# Problem details
Transcribe the entries that follow, word for word.

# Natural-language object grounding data
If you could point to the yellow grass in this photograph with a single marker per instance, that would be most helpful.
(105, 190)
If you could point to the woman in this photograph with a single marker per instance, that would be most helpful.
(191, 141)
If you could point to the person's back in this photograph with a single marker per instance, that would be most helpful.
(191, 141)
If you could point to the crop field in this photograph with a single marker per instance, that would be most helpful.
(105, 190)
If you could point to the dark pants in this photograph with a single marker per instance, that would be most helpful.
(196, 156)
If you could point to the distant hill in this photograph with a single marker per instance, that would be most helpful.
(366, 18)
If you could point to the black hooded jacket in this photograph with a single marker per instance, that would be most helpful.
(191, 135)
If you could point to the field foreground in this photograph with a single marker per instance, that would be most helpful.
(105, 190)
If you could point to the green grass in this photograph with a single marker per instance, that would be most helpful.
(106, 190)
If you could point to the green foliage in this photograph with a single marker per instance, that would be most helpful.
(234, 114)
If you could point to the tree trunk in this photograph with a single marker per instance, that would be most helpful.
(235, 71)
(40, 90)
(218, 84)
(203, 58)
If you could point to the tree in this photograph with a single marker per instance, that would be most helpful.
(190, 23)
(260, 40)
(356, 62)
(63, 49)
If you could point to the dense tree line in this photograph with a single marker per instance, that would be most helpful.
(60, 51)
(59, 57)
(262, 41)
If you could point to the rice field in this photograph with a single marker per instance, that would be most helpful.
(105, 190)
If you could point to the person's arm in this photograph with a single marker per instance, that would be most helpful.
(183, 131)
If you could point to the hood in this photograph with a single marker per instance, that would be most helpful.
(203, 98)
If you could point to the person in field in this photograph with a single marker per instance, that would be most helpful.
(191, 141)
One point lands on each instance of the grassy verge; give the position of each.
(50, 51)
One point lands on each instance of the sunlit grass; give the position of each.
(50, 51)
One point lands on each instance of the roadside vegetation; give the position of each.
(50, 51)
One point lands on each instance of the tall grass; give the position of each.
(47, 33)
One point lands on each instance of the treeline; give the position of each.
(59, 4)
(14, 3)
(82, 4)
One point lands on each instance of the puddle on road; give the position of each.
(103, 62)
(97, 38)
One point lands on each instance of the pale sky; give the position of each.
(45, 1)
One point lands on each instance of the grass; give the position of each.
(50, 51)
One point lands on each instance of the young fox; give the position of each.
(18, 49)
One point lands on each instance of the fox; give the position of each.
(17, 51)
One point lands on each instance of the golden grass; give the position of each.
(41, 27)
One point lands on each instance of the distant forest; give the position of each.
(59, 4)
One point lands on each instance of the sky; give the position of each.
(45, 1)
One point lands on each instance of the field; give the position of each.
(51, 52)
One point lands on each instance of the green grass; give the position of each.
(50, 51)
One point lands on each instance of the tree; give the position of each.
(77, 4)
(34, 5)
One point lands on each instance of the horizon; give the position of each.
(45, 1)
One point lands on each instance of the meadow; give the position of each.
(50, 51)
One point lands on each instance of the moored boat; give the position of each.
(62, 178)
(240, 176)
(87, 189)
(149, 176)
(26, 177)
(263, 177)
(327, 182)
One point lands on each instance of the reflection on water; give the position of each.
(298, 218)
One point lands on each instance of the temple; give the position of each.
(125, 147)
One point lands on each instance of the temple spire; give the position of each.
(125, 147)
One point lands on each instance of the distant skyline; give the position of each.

# Solution to the exercise
If you could point to the yellow grass in this photograph with a single marker per instance, that would be most helpful.
(105, 190)
If you could point to the woman in this photograph with a single marker per instance, that would be most helpful.
(191, 141)
If you could point to the person's back in this photograph with a single marker per instance, that would be most helpful.
(191, 141)
If you could point to the crop field in this photograph with a single marker per instance, that would be most helpful.
(105, 190)
If you could point to the dark pants in this photograph with a single marker per instance, that would be most helpful.
(196, 156)
If you could point to the distant hill in this photograph with a single marker per instance, that would be most helpful.
(366, 18)
If you could point to the black hooded jacket in this photograph with a single marker per instance, that would be most helpful.
(191, 135)
If you could point to the field foreground in this photograph with a single marker per instance, that would be most helpful.
(105, 190)
If you could point to the green grass in this photograph with a single marker per instance, that would be most helpful.
(106, 190)
If you could point to the green foliage in this photograph with a single marker per instance, that would be most helpful.
(234, 114)
If you could point to the tree trunk in this photograph with a single marker per instance, that would be most helpful.
(235, 71)
(40, 90)
(218, 84)
(203, 58)
If you could point to the tree in this photograph with a single marker per instance, that would be most helpful.
(190, 23)
(260, 40)
(356, 62)
(63, 49)
If you could point to the dense tree line in this photograph with a single marker per instance, that would be most helpful.
(60, 51)
(59, 57)
(262, 41)
If you could point to the rice field in this photograph with a single marker per instance, that would be most helpful.
(105, 190)
If you could point to the person's arm in this photograph with a single marker per instance, that would be most helpful.
(183, 131)
If you could point to the hood in this photograph with a single marker per instance, that would be most helpful.
(203, 98)
If you could point to the person in field in this photograph with a single marker per instance, that would be most helpful.
(191, 141)
One point lands on each instance of the grassy verge; give the position of each.
(50, 51)
One point lands on each instance of the sunlit grass; give the position of each.
(50, 51)
One point lands on each instance of the roadside vegetation; give the position of each.
(50, 51)
One point lands on each instance of the tall grass; give the position of each.
(47, 33)
One point lands on each instance of the treeline; give the position of each.
(59, 4)
(14, 3)
(82, 4)
One point lands on each instance of the puddle on road; give the position of each.
(103, 62)
(97, 38)
One point lands on each instance of the pale sky; give the position of each.
(45, 1)
One point lands on each instance of the grass; give the position of each.
(50, 51)
One point lands on each instance of the young fox; give the position of each.
(18, 49)
One point lands on each instance of the fox; give the position of each.
(17, 51)
One point lands on each instance of the golden grass; give the position of each.
(41, 27)
One point lands on each instance of the distant forest; give the position of each.
(59, 4)
One point lands on each instance of the sky; give the position of each.
(45, 1)
One point lands on each instance of the field; give the position of each.
(51, 52)
One point lands on each instance of the green grass; give the position of each.
(50, 51)
One point lands on each instance of the tree; give the position of each.
(77, 4)
(34, 5)
One point lands on each instance of the horizon; give the position of each.
(45, 1)
One point lands on each instance of the meadow; give the position of each.
(50, 51)
One point lands on each instance of the moored boat; give the position of each.
(62, 178)
(240, 176)
(87, 189)
(149, 176)
(26, 177)
(263, 177)
(327, 182)
One point lands on each instance of the reflection on water; give the position of each.
(298, 218)
One point lands on each instance of the temple; give the position of each.
(125, 147)
One point lands on each instance of the temple spire; give the position of each.
(125, 147)
One point lands on each instance of the distant skyline; give the position of each.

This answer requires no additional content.